● **Text segment**:
Warrnambool had one healthcare win in the recent state budget but the health funding made for mostly sobering reading for south-west residents least able to pay for medical care.
The big positive for the region in the health portfolio was the confirmation of a new women's health clinic in Warrnambool, to be run by South West Healthcare.
The clinic will be one of 20 throughout the state and one of eight in regional Victoria. A government spokesperson said it would provide "free comprehensive care and support Victorians experiencing conditions like endometriosis, pelvic pain, polycystic ovary syndrome, and those managing the symptoms of peri-menopause and menopause".
Further details on the clinics remain vague. The government has said it aims to open five clinics a year over the next four years. The Standard asked where Warrnambool was on the schedule, but didn't get a response by deadline.
Western Victoria Greens MP and former general practitioner Sarah Mansfield said the clinic would be a win for Warrnambool once it was up and running, but she worried about the more isolated areas of the south-west.
"From reading the budget papers it appears some areas will have free clinics whereas others will still face out of pocket costs, so we're not clear why some regional areas in particular will still face out of pocket costs, while metro areas don't," Dr Mansfield said.
The budget also renewed funding for Warrnambool's respiratory clinic for at least another year and put $32 million over the next two years towards "incentivising" doctors to become GPs.
In an attempt to take pressure off the overwhelmed GP network, the budget announced a $20 million 12-month pilot program under which pharmacists can provide treatment and advice for basic health problems.
The scheme has been modelled on similar trials in Queensland and NSW, allowing pharmacists to treat minor skin complaints and reissue oral contraceptives and prescribe antibiotics for urinary tract infections.
The Royal Australian College of GPs has raised concerns about the Queensland trial, citing 192 patients getting treatment from pharmacists when they needed more expert care, apparently putting their health at risk.
Victorian Health Minister Mary-Anne Thomas said the program would be closely monitored and would help people get access to healthcare they might not get otherwise.

● **Exercise data**:

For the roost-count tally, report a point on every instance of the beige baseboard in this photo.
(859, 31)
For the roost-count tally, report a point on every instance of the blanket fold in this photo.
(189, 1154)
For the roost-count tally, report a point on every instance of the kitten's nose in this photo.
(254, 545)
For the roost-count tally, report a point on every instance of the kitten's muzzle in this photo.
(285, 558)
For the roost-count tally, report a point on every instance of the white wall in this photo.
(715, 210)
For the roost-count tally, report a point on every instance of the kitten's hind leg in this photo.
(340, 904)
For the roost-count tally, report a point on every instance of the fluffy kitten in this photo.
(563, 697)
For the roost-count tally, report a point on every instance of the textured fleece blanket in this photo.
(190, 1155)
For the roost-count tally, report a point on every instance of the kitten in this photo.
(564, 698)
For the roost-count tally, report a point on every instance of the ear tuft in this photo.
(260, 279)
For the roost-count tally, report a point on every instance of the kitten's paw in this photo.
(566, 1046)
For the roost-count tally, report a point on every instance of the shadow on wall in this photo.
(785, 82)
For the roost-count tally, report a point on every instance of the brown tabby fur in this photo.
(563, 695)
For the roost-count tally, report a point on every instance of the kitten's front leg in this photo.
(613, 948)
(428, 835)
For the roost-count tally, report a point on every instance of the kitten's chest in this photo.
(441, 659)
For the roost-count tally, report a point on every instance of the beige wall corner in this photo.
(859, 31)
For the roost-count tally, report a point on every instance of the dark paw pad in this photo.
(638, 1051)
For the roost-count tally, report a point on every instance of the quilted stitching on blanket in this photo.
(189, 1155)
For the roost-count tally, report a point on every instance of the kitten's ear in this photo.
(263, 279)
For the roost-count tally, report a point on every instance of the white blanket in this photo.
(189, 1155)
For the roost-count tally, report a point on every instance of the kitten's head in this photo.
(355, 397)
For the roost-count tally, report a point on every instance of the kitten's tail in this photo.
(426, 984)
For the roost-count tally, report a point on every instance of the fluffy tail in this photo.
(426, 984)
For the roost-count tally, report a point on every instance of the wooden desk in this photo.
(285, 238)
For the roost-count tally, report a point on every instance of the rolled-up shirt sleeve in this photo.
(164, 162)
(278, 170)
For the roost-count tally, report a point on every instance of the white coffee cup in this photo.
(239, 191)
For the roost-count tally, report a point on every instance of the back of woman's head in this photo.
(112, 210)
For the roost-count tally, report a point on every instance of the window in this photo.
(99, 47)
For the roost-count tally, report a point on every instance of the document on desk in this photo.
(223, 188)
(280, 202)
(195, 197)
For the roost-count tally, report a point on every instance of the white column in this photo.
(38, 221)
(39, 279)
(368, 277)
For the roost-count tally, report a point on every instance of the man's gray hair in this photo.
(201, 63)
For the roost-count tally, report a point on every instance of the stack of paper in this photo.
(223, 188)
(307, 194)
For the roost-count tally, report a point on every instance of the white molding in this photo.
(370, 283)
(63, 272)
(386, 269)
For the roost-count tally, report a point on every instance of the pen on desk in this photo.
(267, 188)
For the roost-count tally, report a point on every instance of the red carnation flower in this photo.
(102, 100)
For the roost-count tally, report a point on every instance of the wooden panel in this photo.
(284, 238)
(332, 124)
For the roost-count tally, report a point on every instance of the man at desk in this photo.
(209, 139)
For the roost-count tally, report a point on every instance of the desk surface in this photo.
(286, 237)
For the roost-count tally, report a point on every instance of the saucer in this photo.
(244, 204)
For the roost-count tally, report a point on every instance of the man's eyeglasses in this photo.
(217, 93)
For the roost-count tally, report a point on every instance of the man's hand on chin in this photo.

● **Activity 1**: List the conditions the government spokesperson names when describing the care the Warrnambool women's health clinic will provide in the health budget article.
● **Activity 2**: Resume the health budget article after its last sentence and write how it continues.

● **Exercise answer 1**:
Endometriosis
Pelvic pain
Polycystic ovary syndrome
Symptoms of peri-menopause
Symptoms of menopause

● **Exercise answer 2**:
"Our community pharmacists have a wealth of experience and knowledge - they can recognise when there's a simple solution and when things need to be escalated to a doctor," Ms Thomas said.
Dr Mansfield said she was generally "disappointed" with the money being invested in preventive healthcare, especially the lack of funding towards community health and public dental care.
"There's very little investment in community and primary health. There's really no new money going into improving primary or community-based healthcare," Dr Mansfield said.
"We know that it's the best value healthcare, it keeps people healthy and keeps them out of hospital. You get better value for your money and you deliver better health outcomes to your population."
She said she had hoped there would be funding for public dental care, especially with wait lists remaining at historic highs. Victorians are waiting 22 months on average to receive dentures through the public system, and 23 months for general dental care.
Dr Mansfield said that "isn't good enough". "The state government provide funding for public dental services and we know it's not even coming close to meeting the needs of people out there," she said.
"In the new budget there's almost no money for dental at all. There's no increase to public dental funding for adults, which we know is desperately needed," Dr Mansfield said.
"There's a small amount of money that will go to expanding the school dental program for non-government schools and that won't even kick in for four years, but that's all the money there is for dental."